## Document section
-- Start --

Forgive me, my mothers and sisters,
Smile kindly and gently speak:
I’ll try to do better tomorrow
And all the rest of the week,
If my wayward mind and feelings
Do not play me another freak.

The children were hard to manage
Heedless and dull today;
It seemed they could think of nothing
Except their love for play,
Out doors the birds and flowers
And sunshine were all so gay.

And after the lessons were ended
They sought of youth’s charms the chief,
While to rest in the quiet school room
Was to me a blessed relief
And the time slipped by unnoticed,
The moments appeared so brief

And I have been writing something
Which will likely enough be read
By our children’s children
After we are all dead;
And must I think I should have been
Washing dishes instead?

26 comments for “An Apology

  1. I freely admit that I am really dense about reading poetry, so I no doubt am missing the inner meaning of this particular offering, but I do have a question/objection.

    It seems to me that the poem is implicitly saying, hey, quit bugging me about the dishes, I am writing something for the ages here. Now perhaps in the context of the cult of domesticity and the restricted options of women, etc. etc., we ought to cheer the sentiments and march to the barricades. On the other hand…

    Imagine that the speaker was male, rather than female, and he informed his wife, sister, mother, etc. that he wasn’t doing the dishes because he was engaged in higher things.

-- End --

In the poem and its comments, rewrite the stretch from "Imagine that the" through "in higher things.", changing "higher things" to "loftier pursuits". The items that come next were taken from a separate source and are unrelated to the poem and its comments.

(Saved entries)
-- Start --

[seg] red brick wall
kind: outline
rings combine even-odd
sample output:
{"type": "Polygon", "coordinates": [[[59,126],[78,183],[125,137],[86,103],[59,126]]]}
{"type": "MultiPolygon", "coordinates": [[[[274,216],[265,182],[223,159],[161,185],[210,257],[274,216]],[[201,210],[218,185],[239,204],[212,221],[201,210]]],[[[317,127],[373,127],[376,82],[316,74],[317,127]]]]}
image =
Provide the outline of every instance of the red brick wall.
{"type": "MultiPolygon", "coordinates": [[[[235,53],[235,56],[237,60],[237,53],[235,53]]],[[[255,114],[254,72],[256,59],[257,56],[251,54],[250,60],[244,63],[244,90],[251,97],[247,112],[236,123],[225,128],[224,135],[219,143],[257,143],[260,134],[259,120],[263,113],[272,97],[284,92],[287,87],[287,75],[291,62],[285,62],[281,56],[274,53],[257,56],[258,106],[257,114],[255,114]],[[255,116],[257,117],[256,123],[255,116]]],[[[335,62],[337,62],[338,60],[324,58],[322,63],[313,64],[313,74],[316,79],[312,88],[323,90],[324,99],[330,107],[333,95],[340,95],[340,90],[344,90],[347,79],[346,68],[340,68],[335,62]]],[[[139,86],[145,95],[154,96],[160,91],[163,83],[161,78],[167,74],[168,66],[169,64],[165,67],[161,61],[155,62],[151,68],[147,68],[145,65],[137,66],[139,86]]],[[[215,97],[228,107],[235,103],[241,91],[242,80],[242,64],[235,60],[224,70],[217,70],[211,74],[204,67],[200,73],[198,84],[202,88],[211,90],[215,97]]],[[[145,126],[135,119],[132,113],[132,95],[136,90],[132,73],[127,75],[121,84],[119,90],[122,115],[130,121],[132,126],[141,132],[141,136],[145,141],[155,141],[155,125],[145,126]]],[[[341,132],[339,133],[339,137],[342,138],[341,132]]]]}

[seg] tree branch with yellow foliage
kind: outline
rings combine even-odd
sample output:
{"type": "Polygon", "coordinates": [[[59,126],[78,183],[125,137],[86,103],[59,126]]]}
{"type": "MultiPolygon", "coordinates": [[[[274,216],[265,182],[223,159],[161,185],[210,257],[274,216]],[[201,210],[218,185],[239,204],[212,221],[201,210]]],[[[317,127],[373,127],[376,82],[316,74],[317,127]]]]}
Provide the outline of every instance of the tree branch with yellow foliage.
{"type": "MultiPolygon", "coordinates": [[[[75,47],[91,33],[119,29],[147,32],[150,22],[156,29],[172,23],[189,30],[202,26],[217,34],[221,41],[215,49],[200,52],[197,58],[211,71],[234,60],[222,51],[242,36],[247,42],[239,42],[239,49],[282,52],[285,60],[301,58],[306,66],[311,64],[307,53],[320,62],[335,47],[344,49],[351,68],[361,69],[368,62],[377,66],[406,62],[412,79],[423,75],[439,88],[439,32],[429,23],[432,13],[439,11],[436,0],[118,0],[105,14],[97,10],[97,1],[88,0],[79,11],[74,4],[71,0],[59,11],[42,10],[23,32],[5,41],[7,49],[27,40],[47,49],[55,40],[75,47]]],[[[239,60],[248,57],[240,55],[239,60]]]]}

-- End --

## Task output
Imagine that the speaker was male, rather than female, and he informed his wife, sister, mother, etc. that he wasn’t doing the dishes because he was engaged in loftier pursuits.